• _Text section_
..........

Friday, February 9, 2024

Presidential politics blocks immigration reform

 Trump rejects GOP immigration plan


Gordon L. Weil

“It’s like déjà vu all over again.”

These memorable words, attributed to the great Yogi Berra, fit the attempts to come up with an immigration policy.

In 2013, a bipartisan group of senators developed a comprehensive package on immigration policy reforms. It could pass the Senate, but the House Republicans refused to consider it and it died. Congress did nothing, and the waves of uncontrolled immigration grew larger.

Another bipartisan group of senators has agreed on a package of proposals that could be a major first step toward dealing with immigration, but the House Republican leadership blocked it and most Republican senators then finished it off. Maine’s GOP Sen. Susan Collins voted for it.

Why oppose a useful first step on immigration policy? Because it might work. Republican leaders are loyal to Donald Trump, who is likely to be their presidential candidate. He does not want President Biden to get any credit for positive progress. Trump wants no action taken until he might assume office in January 2025.

It does not matter to Trump that uncontrolled immigration at the Mexican border would continue for many months. The situation should be allowed to grow worse so that he can garner the historical credit for making it better. He has taken a similar stance on economic policy. Let it get bad, so I can fix it, he implies.

..........

• _Record set_
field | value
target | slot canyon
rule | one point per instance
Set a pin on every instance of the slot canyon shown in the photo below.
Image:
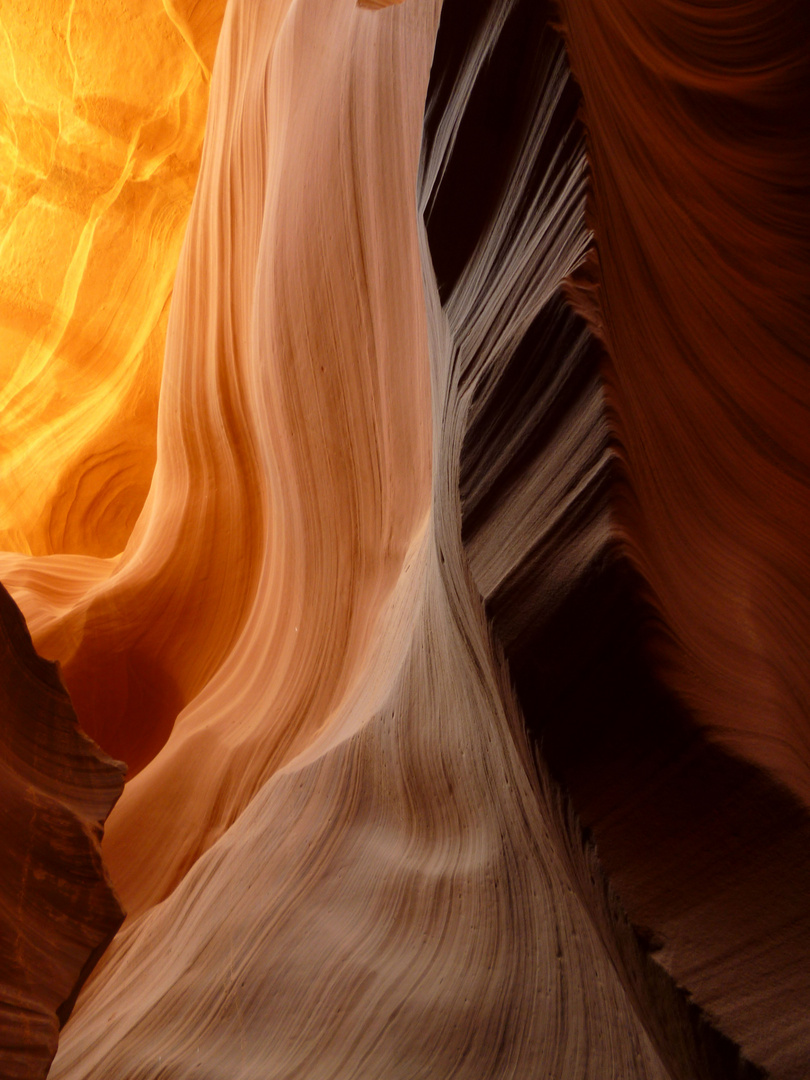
(405, 540)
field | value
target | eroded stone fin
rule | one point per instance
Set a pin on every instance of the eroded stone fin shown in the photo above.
(504, 214)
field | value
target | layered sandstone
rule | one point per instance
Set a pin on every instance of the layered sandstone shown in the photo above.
(473, 493)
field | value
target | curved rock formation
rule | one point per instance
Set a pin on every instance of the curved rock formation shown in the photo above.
(459, 436)
(57, 910)
(100, 133)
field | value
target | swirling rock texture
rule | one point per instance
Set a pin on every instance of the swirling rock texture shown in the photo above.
(464, 429)
(57, 909)
(102, 116)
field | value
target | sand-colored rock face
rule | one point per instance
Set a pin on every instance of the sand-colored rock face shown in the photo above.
(440, 424)
(100, 133)
(57, 910)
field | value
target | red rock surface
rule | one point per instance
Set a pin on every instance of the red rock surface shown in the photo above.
(57, 910)
(482, 467)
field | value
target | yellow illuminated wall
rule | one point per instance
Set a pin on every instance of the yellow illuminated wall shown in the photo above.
(102, 113)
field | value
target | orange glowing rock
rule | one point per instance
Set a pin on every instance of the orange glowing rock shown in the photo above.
(100, 133)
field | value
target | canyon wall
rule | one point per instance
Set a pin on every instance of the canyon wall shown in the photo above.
(457, 651)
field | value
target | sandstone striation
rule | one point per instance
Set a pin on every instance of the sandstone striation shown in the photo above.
(57, 910)
(477, 515)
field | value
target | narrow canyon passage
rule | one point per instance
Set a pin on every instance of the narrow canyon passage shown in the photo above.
(457, 651)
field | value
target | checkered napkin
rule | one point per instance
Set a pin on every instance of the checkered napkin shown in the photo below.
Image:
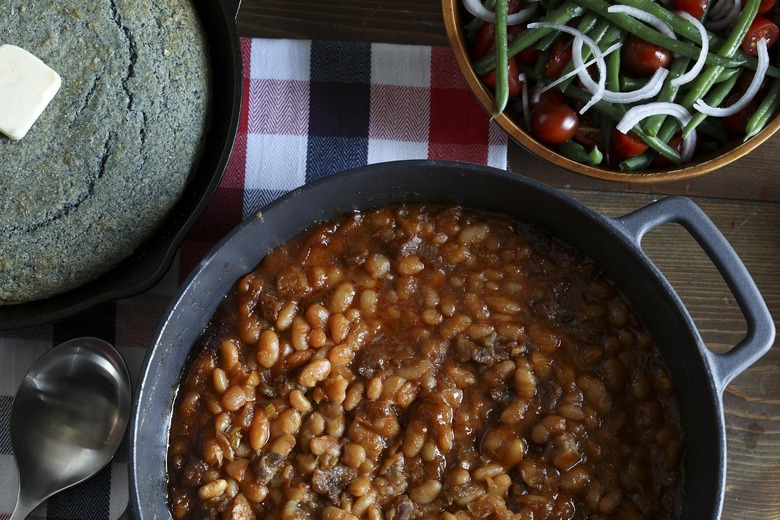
(311, 108)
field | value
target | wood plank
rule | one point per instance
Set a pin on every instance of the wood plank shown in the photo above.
(753, 177)
(752, 400)
(388, 21)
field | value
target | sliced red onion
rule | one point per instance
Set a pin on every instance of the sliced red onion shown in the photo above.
(646, 17)
(750, 92)
(640, 112)
(575, 71)
(650, 90)
(596, 89)
(705, 48)
(476, 8)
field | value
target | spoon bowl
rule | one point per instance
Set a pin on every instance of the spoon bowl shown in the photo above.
(68, 418)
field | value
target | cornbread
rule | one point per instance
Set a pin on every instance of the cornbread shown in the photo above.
(112, 153)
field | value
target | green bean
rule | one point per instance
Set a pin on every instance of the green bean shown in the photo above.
(615, 113)
(668, 93)
(562, 15)
(586, 24)
(650, 35)
(714, 98)
(707, 79)
(502, 73)
(640, 162)
(686, 29)
(627, 83)
(548, 41)
(577, 152)
(472, 28)
(765, 111)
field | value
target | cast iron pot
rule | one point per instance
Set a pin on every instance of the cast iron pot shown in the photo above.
(147, 265)
(700, 375)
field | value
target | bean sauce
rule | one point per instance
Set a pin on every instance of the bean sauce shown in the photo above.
(425, 362)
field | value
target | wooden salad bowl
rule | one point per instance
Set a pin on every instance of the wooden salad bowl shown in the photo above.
(453, 12)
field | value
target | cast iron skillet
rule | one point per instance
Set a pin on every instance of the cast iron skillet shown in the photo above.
(700, 375)
(150, 262)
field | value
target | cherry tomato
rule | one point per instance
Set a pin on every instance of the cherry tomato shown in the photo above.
(642, 59)
(628, 145)
(589, 136)
(560, 56)
(694, 8)
(553, 95)
(765, 6)
(515, 85)
(736, 123)
(760, 28)
(676, 143)
(553, 123)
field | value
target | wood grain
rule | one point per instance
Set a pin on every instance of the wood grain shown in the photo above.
(742, 199)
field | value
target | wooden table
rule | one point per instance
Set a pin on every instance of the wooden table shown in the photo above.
(742, 199)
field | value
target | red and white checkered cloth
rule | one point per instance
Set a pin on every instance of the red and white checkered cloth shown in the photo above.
(310, 109)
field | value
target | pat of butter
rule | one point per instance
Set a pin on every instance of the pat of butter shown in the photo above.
(27, 85)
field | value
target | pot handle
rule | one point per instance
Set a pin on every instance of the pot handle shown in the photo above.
(760, 327)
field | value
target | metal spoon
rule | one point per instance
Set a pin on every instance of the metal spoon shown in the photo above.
(68, 418)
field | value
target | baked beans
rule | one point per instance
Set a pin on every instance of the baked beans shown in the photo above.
(425, 362)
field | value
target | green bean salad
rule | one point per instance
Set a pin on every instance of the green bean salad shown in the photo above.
(634, 84)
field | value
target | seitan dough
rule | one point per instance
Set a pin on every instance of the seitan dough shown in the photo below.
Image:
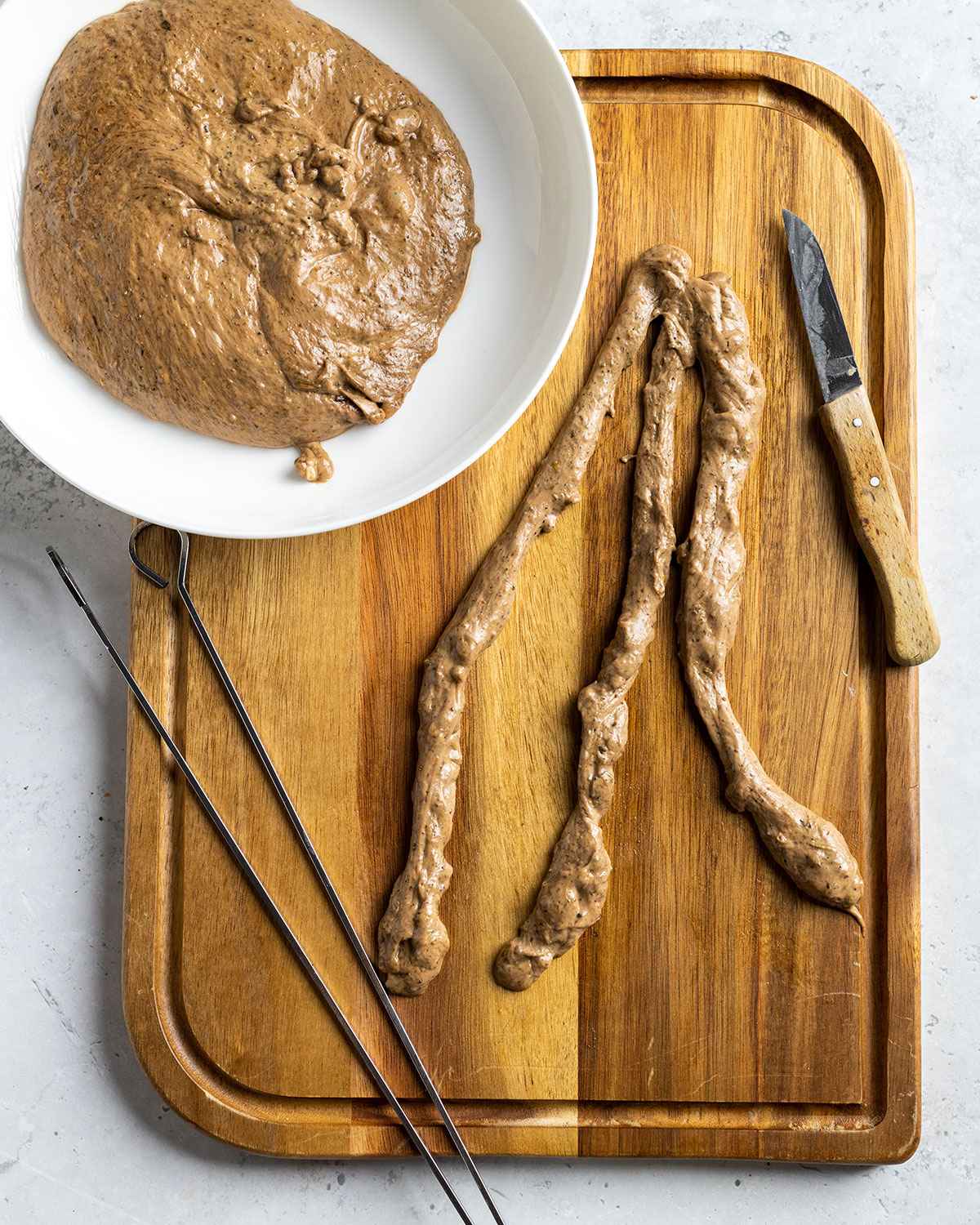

..........

Reproduce the stretch of the immigration reform column from "In 2013, a bipartisan" through "immigration grew larger.", word for word.

• _Task solution_
In 2013, a bipartisan group of senators developed a comprehensive package on immigration policy reforms. It could pass the Senate, but the House Republicans refused to consider it and it died. Congress did nothing, and the waves of uncontrolled immigration grew larger.